= Exercises to complete =
(1) Answer these questions about the autism therapy study summary.
(a) What age range were the children in the study?
(b) What did the half of the children who did not get Fb-CBT receive?
(c) How long afterward did the gains stay strong?
(2) Extract the passage of the autism therapy study summary that runs from "What this study" to "six months later.", word for word.

= Quoted passage =
Autism & Developmental

Functional Behavior-Based Cognitive-Behavioral Therapy for Obsessive Compulsive Behavior in Children with Autism Spectrum Disorder: A Randomized Controlled Trial.

Vause et al. (2020) · Journal of autism and developmental disorders 2020
★ The Verdict

Add a quick FBA before CBT and watch obsessive routines in verbal autistic kids fall fast.

✓ Read this if BCBAs delivering CBT to school-age, high-functioning autistic clients.
✗ Skip if Teams serving non-verbal or teens only.

01Research in Context

01

What this study did

Vause et al. (2020) tested a new twist on CBT. They started with a full functional behavior assessment, then built the CBT skills around each child’s triggers.

Kids were verbal, aged 7-13, with high-functioning autism and daily obsessive routines. Half got the new Fb-CBT; half got the usual school counseling.

Therapists taught the kids to spot their own “warning thoughts,” swap in replacement actions, and self-reward. Parents joined the last ten minutes of every session.

02

What they found

The Fb-CBT group showed large drops in repetitive rituals and time stuck in routines. Gains stayed strong six months later.

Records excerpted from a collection
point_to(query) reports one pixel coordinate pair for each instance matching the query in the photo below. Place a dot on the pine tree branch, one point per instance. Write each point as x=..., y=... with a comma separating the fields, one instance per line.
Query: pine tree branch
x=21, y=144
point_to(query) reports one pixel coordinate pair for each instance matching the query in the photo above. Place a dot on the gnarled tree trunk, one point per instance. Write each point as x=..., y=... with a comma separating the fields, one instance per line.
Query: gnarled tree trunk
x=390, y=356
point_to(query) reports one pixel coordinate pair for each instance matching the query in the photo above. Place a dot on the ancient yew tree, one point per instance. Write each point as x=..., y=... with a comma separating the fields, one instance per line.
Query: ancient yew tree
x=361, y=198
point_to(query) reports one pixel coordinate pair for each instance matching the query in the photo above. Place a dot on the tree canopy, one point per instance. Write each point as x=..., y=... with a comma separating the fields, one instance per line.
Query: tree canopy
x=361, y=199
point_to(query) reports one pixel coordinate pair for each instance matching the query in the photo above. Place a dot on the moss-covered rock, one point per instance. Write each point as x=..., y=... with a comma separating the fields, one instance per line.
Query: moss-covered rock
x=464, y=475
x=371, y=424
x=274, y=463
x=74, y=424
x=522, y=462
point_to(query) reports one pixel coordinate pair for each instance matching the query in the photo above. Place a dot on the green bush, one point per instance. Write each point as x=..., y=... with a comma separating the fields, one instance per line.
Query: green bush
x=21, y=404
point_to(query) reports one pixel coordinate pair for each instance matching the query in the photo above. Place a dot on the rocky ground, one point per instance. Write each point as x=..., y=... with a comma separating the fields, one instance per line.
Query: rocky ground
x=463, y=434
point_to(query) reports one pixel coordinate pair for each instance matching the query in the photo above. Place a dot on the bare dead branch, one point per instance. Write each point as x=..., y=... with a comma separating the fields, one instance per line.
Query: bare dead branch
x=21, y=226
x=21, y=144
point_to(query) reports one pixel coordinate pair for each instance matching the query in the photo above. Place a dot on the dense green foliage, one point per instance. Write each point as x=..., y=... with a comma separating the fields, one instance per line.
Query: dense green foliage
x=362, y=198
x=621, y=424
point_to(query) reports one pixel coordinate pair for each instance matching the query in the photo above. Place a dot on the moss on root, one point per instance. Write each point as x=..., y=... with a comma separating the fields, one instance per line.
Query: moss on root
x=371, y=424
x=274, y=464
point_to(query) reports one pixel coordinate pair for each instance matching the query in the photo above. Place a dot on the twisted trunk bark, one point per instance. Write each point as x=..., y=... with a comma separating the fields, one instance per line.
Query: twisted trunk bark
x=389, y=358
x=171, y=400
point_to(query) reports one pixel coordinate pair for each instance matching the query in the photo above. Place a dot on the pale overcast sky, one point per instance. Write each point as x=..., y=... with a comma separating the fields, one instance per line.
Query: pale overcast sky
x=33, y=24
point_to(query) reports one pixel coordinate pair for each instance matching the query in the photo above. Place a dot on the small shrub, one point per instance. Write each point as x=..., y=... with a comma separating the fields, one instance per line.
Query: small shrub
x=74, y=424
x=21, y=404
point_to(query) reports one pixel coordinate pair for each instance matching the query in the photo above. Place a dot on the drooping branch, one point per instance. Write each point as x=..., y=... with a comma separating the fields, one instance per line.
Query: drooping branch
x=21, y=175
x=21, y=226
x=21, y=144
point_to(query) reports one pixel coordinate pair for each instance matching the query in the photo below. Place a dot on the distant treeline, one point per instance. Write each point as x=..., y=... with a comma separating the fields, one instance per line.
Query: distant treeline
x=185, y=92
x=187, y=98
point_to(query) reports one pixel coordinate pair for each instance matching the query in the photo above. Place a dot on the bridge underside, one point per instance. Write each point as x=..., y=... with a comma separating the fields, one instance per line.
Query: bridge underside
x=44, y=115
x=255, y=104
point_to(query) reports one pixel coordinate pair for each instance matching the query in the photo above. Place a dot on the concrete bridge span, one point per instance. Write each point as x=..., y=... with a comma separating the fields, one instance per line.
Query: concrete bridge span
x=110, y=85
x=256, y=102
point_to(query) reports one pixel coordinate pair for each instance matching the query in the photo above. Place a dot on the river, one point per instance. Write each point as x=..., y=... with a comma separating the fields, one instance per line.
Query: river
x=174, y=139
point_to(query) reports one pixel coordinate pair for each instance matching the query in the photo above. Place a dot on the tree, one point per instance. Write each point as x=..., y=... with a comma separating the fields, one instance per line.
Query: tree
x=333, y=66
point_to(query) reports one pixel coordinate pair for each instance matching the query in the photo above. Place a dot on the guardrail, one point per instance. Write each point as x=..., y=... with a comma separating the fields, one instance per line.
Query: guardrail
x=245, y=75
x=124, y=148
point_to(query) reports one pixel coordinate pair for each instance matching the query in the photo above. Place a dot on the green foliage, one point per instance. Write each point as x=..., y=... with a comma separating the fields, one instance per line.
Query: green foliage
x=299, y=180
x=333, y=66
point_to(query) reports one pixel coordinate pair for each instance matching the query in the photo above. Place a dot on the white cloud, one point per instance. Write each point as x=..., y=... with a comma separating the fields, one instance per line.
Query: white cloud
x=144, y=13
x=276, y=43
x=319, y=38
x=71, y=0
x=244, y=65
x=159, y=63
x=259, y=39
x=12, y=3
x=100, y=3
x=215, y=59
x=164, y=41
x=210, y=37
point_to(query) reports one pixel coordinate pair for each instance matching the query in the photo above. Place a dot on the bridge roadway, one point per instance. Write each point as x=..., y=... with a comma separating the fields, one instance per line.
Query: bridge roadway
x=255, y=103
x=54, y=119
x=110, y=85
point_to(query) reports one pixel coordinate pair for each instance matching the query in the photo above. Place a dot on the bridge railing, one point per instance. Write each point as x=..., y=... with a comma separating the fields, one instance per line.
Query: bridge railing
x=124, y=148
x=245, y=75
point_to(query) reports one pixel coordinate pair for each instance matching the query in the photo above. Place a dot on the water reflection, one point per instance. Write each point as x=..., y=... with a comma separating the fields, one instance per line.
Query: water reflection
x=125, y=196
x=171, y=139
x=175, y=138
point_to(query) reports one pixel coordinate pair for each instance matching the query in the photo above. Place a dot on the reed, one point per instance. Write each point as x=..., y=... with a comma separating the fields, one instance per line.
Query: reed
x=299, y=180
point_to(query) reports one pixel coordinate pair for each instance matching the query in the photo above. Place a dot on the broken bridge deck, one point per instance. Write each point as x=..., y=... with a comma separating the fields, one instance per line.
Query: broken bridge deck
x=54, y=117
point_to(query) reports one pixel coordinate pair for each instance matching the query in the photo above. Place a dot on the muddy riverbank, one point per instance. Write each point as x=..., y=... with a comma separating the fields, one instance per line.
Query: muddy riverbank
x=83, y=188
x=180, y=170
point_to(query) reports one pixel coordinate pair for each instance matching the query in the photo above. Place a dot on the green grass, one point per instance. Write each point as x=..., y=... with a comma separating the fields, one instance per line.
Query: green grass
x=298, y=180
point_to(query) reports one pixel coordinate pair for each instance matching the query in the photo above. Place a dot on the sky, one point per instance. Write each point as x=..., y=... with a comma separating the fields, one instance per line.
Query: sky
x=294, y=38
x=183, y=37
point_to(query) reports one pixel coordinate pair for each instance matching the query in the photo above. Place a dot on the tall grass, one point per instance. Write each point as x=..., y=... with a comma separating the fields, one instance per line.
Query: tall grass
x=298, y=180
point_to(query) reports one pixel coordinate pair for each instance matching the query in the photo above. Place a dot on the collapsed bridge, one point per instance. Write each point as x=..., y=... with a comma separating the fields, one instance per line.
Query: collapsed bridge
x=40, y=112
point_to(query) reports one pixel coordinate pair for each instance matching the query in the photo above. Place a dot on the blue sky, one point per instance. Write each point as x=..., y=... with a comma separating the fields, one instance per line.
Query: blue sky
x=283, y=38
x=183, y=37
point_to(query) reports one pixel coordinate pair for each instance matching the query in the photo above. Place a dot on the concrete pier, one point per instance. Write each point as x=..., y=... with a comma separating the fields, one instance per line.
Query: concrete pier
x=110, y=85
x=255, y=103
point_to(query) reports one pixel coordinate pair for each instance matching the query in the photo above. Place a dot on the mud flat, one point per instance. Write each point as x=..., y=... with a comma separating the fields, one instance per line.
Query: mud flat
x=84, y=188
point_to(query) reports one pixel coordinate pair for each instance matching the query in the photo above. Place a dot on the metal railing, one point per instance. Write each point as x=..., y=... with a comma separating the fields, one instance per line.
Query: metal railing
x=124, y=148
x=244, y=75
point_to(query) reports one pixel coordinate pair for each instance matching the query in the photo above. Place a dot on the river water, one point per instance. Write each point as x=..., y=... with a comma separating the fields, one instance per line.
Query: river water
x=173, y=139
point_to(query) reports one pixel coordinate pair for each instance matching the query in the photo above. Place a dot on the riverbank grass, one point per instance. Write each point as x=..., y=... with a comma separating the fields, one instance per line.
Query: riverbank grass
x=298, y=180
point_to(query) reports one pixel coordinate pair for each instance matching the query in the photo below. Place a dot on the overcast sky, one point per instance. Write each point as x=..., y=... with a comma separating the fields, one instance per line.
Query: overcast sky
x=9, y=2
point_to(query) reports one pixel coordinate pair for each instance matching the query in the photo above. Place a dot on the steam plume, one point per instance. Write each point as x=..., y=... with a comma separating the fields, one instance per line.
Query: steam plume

= Answers to this exercise =
(1)
(a) 7-13
(b) The usual school counseling
(c) Six months later

(2)
What this study did

Vause et al. (2020) tested a new twist on CBT. They started with a full functional behavior assessment, then built the CBT skills around each child’s triggers.

Kids were verbal, aged 7-13, with high-functioning autism and daily obsessive routines. Half got the new Fb-CBT; half got the usual school counseling.

Therapists taught the kids to spot their own “warning thoughts,” swap in replacement actions, and self-reward. Parents joined the last ten minutes of every session.

02

What they found

The Fb-CBT group showed large drops in repetitive rituals and time stuck in routines. Gains stayed strong six months later.